Ici la génétique est d'un secours inappréciable pour comprendre le travail du texte. Dans la préface de janvier 1826, Hugo se défend d'une accusation d'opportunisme: publier un roman sur Haïti, alors qu'une ordonnance royale vient de reconnaître à l'île son indépendance de jure. Croyons Hugo. Ce n'est pas tant l'indépendance d'Haïti qui a été déterminante dans la reprise-réécriture de Bug-Jargal, que le couronnement de Charles X à Reims en 1825. Plus exactement, c'est la conjonction de ces deux événements contemporains l'un de l'autre - l'ordonnance d'indépendance est du 17 avril 1825 et le sacre a lieu le 29 mai 1825 - qui est à l'origine du nouveau Bug-Jargal. L'originalité, qui frise la provocation, a été de penser la royauté dans le cadre préexistant d'une nouvelle dont l'action se situait pendant la révolution française, chez les nègres! L'enthousiasme du poète quasi officiel - son Ode lui vaudra une audience royale42 - s'est vite refroidi, et les images d'un pouvoir royal ridicule se condensent en Biassou, siégeant sur son trône comme un roi, sans l'être, entouré de sa cour et flanqué de son chapelain (le Trône et l'Autel)43. A la limite, mais Hugo va jusque là, le seul roi authentique est le plus noir, le plus nègre, des personnages, fils d'un saint Louis africain qui "rendait la justice sur le seuil de sa porte"44; sans doute parce qu'il n'y a pas de chênes en Afrique. Bug-Jargal, comme figure idéale du roi, qui n'a pas besoin d'être sacré. A quoi tient cette ironie si grinçante, que rien dans la Correspondance en 1825 ne laissait prévoir chez Hugo45. Il n'existe certainement pas une réponse unique, mais gageons que le jugement de Chateaubriand sur le sacre a compté46. Cette hypothèse s'autorise du roman de Hugo lui-même, puisque Chateaubriand s'y laisse entendre. Ecoutons-le.

[Lignes d'un jeu d'annotation par points]
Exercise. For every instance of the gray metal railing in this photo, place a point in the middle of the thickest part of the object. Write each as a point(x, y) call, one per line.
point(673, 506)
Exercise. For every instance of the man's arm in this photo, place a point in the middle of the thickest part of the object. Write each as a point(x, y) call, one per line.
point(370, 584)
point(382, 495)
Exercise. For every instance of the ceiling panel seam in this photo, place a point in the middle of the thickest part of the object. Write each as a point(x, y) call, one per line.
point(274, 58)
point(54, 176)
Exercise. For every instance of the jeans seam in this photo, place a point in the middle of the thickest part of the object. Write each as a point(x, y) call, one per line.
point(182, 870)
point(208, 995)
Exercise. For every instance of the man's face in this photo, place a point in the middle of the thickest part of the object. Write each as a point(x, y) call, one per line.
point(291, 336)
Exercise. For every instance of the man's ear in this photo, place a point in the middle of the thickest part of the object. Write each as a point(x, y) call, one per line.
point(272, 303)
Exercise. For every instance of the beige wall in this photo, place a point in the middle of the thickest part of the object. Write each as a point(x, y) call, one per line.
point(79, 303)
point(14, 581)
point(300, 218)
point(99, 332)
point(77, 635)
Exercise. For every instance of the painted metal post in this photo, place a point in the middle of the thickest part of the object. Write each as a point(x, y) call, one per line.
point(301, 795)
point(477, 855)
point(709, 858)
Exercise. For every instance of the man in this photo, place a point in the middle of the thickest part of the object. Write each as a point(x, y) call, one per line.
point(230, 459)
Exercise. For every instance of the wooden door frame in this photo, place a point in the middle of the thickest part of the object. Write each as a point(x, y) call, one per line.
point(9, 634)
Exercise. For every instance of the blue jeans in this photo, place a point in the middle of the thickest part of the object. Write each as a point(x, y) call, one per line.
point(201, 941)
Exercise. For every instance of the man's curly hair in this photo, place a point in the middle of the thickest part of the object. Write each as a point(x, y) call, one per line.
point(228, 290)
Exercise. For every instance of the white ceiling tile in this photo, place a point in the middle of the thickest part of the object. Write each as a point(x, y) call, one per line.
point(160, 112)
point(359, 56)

### Consigne 1
D'après l'extrait sur Bug-Jargal, à quelle date le sacre de Charles X a-t-il eu lieu ?
### Consigne 2
Affichez chaque ligne des données où figure le mot « metal ».

### Réponse attendue 1
Le 29 mai 1825.

### Réponse attendue 2
Exercise. For every instance of the gray metal railing in this photo, place a point in the middle of the thickest part of the object. Write each as a point(x, y) call, one per line.
Exercise. For every instance of the painted metal post in this photo, place a point in the middle of the thickest part of the object. Write each as a point(x, y) call, one per line.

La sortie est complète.